— WORK REQUEST —
Please copy out every line of the listing below in which the word "yellow" appears.
EXCERPTED DATA below:
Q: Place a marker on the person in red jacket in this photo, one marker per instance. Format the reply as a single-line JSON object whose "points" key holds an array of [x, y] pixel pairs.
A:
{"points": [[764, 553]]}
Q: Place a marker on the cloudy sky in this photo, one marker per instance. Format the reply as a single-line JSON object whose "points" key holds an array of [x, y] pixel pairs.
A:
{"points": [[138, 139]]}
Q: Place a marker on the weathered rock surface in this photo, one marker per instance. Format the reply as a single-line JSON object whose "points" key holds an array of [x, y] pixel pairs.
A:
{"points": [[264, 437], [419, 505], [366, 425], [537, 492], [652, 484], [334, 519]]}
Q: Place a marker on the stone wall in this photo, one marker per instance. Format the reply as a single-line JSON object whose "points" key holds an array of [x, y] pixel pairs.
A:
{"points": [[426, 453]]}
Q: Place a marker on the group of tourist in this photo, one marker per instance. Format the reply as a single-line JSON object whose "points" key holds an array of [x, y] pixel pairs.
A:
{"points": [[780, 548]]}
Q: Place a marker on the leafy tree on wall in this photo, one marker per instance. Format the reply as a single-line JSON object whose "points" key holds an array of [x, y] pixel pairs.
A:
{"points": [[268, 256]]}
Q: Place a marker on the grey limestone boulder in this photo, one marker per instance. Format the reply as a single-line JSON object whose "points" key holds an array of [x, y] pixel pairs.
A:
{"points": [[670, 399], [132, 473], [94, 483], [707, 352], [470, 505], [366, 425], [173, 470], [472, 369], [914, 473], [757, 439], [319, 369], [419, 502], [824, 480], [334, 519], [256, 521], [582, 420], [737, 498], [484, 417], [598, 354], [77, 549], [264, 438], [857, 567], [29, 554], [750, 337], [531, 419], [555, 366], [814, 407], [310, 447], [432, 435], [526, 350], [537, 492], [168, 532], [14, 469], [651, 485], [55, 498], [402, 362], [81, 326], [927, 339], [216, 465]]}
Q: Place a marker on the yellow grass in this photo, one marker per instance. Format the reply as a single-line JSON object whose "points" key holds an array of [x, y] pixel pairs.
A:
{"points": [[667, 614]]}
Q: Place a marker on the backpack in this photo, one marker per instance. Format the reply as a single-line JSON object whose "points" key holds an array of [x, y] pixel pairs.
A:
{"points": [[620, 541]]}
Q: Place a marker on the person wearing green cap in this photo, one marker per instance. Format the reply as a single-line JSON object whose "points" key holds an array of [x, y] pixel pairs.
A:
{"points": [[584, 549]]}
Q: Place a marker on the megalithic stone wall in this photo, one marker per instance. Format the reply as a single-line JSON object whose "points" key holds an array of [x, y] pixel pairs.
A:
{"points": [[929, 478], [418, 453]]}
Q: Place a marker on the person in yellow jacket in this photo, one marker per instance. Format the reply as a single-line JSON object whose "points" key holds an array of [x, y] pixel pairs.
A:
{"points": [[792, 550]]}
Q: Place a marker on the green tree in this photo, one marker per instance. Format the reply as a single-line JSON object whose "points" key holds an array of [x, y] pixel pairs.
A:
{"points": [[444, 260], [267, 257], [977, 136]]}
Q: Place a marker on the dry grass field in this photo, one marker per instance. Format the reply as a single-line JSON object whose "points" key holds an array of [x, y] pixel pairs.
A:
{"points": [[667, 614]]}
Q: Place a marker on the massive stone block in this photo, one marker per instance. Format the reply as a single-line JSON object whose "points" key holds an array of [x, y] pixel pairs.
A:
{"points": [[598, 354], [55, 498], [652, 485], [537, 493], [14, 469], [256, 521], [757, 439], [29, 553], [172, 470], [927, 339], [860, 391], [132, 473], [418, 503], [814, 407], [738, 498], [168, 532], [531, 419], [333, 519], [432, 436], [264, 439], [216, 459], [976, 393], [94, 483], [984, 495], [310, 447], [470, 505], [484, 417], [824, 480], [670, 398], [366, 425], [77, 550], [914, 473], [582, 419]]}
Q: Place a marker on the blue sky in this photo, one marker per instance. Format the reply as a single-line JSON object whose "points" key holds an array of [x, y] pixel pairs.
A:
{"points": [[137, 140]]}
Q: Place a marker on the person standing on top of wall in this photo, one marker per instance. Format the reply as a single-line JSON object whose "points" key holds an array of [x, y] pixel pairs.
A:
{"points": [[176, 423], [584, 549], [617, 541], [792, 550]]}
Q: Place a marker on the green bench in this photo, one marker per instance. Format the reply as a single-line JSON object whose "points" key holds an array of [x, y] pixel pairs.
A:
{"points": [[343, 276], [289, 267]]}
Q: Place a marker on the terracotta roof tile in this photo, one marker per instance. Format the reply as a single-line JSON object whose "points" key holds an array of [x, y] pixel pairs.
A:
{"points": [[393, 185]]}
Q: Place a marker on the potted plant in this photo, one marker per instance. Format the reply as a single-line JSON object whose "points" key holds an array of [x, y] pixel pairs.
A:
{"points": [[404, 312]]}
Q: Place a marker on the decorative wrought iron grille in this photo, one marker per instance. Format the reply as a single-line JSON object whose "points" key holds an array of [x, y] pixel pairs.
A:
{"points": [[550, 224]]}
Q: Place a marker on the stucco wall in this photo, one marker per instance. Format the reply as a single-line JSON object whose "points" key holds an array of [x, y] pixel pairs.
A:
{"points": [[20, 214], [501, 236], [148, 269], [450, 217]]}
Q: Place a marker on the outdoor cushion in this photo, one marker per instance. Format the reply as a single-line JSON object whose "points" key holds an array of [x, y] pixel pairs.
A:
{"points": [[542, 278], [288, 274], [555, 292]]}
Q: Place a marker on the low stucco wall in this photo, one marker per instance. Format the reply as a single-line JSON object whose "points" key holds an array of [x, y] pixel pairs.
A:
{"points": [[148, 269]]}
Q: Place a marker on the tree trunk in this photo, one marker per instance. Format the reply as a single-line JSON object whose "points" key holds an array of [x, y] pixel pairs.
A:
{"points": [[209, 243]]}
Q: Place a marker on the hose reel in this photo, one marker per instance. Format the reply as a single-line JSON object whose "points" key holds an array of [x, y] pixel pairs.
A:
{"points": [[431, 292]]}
End of EXCERPTED DATA.
— TASK ANSWER —
Q: Place a marker on the yellow grass in this photo, one marker per instance. Format the reply as a single-line JSON object whose "points" key holds an array of [x, y] pixel pairs.
Q: Place a marker on the person in yellow jacket in this photo, one marker per instance. Format the reply as a single-line JSON object whose "points" key holds an array of [x, y] pixel pairs.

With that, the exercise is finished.